## Your instructions
Could you gather every line in the rows below that contains the word "panel" and copy each one out in full?

## Input for this task
-- start --

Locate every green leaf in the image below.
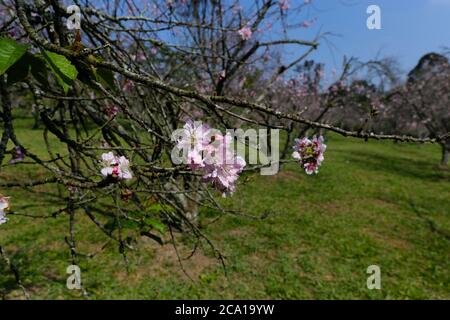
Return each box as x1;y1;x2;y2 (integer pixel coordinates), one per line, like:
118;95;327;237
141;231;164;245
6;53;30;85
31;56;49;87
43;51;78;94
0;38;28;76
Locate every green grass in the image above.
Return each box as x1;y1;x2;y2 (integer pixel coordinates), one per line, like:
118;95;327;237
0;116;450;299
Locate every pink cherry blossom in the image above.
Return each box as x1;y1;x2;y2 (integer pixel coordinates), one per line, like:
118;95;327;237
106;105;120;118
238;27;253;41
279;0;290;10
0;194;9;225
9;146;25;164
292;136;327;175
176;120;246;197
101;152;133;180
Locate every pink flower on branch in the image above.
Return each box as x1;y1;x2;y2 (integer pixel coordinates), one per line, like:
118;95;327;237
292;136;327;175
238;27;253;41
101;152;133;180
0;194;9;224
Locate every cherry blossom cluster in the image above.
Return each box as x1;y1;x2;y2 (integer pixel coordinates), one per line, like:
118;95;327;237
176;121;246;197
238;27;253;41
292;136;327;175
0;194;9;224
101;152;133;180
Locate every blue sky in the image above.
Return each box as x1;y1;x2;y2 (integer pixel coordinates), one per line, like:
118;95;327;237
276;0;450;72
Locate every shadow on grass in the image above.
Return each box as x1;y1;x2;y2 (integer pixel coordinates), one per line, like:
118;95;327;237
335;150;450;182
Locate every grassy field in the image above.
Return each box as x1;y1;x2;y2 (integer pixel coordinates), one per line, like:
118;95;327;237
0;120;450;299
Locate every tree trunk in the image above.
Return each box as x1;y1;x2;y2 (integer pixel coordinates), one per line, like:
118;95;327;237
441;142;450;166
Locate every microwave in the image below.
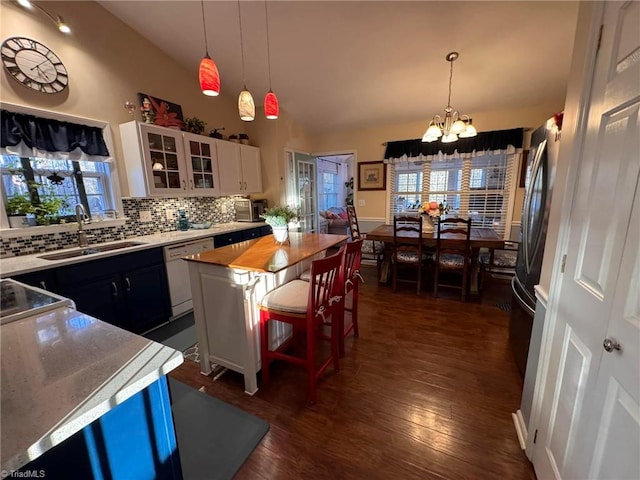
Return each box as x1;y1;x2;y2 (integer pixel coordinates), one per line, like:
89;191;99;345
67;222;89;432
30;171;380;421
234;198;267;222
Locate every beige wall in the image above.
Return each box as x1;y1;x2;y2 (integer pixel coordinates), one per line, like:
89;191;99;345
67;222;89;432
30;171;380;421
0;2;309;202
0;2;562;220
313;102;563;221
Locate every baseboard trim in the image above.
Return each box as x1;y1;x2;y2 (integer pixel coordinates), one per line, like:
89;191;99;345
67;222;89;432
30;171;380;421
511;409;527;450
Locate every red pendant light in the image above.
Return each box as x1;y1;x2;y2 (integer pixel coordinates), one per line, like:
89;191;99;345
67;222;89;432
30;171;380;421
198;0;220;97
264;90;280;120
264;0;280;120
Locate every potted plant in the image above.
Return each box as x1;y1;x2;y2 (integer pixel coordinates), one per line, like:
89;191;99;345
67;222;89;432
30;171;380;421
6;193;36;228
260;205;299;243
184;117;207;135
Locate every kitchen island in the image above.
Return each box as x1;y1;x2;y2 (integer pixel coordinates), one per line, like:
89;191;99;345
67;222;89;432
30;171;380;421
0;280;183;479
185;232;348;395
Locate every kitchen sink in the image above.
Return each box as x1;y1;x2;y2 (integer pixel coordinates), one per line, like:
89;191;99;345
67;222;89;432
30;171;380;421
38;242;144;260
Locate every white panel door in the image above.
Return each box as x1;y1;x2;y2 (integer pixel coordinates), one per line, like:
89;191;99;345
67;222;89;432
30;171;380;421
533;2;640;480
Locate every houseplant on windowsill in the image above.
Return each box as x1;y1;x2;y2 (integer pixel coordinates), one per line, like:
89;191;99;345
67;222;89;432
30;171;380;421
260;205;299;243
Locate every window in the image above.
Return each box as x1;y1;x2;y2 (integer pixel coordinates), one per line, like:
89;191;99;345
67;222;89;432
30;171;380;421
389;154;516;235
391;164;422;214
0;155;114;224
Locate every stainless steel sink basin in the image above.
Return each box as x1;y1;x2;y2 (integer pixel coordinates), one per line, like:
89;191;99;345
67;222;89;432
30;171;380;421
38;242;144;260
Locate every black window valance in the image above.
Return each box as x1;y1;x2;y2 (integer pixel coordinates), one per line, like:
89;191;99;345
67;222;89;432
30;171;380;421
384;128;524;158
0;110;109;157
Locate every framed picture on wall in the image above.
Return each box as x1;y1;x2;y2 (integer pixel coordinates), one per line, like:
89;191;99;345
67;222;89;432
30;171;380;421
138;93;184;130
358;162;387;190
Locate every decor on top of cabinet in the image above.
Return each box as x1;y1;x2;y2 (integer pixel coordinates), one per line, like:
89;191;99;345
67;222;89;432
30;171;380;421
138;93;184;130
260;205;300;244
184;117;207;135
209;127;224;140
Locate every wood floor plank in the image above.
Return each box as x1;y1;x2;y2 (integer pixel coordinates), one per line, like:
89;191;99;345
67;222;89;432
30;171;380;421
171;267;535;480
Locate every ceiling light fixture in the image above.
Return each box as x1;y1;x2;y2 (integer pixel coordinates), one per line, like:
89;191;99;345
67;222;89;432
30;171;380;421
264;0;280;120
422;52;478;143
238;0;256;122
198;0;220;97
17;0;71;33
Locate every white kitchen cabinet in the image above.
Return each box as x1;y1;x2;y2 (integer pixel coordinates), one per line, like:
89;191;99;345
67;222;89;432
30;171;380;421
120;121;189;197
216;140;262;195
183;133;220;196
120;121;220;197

-- end --
-- start --

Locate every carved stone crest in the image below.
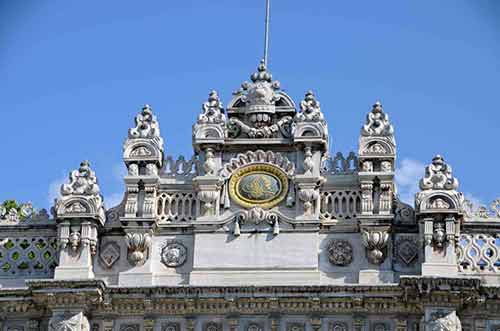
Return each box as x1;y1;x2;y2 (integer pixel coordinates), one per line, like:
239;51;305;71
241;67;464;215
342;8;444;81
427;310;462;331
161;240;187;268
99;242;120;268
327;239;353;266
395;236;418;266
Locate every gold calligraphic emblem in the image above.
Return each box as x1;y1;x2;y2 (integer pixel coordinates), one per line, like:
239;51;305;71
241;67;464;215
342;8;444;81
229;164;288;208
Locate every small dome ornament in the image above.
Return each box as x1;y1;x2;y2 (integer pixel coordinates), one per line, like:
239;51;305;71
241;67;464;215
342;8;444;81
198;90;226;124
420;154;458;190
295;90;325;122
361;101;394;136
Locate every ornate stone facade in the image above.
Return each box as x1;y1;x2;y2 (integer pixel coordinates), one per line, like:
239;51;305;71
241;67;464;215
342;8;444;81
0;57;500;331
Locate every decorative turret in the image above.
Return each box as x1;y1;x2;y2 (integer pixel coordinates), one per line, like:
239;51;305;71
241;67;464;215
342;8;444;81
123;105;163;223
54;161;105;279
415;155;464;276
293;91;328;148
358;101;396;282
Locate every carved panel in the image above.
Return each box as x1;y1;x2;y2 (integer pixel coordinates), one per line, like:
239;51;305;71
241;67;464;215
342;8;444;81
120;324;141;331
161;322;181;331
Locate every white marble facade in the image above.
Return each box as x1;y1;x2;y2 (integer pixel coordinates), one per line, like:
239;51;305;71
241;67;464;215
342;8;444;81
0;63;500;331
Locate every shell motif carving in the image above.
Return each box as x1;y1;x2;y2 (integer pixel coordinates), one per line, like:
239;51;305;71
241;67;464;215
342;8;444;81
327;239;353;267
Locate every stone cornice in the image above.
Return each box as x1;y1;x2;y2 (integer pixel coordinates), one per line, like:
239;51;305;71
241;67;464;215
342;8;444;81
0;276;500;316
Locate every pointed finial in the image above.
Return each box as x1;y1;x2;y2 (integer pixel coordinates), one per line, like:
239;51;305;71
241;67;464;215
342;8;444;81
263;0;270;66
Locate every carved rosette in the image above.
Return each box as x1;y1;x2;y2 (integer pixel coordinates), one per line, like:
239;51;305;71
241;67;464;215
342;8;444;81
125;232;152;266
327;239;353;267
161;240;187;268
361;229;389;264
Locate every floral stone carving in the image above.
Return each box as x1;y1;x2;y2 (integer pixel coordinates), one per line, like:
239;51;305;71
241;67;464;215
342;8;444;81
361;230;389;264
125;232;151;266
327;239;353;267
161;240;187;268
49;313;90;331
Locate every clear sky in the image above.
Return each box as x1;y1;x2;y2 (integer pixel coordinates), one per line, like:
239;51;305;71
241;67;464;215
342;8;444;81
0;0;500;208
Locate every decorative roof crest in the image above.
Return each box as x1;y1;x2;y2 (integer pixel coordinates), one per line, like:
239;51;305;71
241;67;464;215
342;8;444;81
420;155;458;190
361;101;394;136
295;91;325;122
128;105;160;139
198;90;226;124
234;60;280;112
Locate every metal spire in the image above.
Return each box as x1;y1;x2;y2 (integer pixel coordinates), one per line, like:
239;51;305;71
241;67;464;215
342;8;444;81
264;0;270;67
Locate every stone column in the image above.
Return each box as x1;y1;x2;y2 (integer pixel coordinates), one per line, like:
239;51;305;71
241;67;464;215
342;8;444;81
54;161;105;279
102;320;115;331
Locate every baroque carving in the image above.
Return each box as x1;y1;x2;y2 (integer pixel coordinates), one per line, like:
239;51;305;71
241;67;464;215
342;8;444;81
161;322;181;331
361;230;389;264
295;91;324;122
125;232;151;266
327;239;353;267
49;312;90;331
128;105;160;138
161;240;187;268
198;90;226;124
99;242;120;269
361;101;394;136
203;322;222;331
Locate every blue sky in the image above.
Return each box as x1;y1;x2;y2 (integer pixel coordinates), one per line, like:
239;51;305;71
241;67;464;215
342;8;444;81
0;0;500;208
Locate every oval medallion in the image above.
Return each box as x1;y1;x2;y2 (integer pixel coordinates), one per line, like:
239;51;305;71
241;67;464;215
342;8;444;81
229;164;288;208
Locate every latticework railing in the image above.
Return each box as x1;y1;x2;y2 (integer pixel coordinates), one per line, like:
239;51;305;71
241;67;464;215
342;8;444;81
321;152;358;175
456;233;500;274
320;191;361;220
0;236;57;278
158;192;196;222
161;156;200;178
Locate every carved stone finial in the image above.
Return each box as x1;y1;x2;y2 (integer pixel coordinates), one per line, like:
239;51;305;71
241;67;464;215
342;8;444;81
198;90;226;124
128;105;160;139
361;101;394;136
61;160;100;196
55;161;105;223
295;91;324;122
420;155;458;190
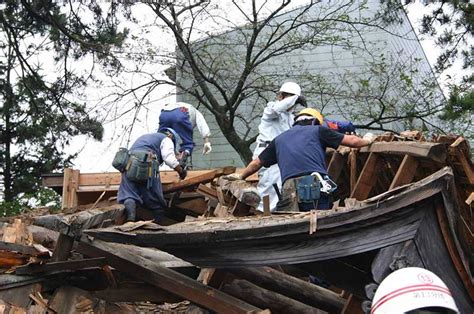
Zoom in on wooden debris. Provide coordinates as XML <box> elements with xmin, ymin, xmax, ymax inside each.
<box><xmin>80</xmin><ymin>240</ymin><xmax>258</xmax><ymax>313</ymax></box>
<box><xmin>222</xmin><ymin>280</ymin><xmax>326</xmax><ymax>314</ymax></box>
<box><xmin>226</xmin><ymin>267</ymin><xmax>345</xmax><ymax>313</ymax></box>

-- end --
-- start --

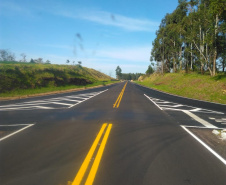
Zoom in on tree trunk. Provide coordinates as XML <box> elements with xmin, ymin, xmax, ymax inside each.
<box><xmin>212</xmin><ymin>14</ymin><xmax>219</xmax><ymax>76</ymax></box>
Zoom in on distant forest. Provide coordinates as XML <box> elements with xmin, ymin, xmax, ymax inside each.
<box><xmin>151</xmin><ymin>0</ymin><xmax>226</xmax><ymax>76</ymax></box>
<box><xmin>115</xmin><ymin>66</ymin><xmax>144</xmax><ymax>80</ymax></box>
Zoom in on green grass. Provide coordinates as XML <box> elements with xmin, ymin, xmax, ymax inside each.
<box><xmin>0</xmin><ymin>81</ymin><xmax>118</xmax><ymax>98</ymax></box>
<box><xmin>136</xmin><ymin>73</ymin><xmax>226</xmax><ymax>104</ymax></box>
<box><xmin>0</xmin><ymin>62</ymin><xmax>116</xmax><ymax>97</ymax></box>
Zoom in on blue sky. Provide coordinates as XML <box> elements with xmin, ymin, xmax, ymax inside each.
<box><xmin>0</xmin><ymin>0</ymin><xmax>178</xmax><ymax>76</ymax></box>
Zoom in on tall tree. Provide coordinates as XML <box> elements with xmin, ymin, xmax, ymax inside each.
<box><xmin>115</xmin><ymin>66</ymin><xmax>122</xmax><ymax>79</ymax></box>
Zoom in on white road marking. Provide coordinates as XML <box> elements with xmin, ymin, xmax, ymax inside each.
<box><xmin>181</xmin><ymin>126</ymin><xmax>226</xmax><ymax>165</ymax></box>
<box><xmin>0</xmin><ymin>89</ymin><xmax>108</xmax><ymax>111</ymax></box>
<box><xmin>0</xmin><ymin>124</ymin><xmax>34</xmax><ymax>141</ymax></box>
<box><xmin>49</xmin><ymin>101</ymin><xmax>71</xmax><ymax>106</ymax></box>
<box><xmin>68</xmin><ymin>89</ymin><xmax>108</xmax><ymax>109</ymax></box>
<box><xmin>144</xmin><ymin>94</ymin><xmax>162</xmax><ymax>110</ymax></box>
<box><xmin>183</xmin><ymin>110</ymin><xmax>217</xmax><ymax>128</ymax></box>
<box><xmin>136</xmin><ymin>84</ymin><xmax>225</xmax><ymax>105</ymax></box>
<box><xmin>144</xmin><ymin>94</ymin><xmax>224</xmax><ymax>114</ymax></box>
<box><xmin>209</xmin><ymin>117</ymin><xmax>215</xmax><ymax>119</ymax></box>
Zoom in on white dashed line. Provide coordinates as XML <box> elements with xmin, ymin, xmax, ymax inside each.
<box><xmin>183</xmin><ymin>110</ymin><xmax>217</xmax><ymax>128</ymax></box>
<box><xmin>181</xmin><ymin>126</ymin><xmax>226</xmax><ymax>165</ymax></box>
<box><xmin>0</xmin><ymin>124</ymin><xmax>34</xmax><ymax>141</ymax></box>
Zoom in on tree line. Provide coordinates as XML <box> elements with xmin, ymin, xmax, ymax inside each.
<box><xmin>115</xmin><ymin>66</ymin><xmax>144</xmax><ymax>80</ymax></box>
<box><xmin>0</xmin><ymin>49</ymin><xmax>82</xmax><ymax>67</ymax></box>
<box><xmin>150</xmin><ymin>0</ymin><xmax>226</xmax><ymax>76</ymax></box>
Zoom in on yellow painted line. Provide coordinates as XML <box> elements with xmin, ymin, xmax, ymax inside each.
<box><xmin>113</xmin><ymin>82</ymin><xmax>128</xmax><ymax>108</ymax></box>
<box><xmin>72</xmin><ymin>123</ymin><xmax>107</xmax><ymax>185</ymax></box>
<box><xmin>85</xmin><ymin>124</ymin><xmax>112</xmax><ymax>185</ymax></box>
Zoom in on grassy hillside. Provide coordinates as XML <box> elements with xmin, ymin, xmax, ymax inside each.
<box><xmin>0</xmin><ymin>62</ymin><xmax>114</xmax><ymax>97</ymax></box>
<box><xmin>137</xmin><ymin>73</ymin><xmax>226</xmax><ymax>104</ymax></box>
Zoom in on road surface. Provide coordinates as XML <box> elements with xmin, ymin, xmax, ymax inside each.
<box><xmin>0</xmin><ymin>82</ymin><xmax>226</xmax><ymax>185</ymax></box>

-- end --

## Response for this exercise
Locate every white panel door in the image above.
Locate every carved panel in the image above.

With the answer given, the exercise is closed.